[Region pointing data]
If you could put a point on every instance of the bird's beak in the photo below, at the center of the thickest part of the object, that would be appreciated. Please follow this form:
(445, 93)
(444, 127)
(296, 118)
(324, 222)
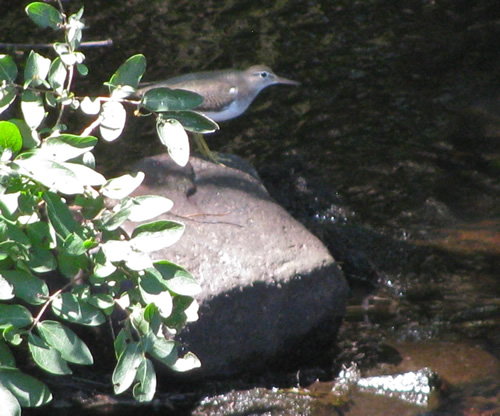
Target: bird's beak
(281, 80)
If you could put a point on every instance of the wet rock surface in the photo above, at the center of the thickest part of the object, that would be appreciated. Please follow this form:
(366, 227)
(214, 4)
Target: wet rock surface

ACTION ITEM -
Would you count the lines in the data that contain "center" and answer with only the number?

SOLUTION TO THIS PROBLEM -
2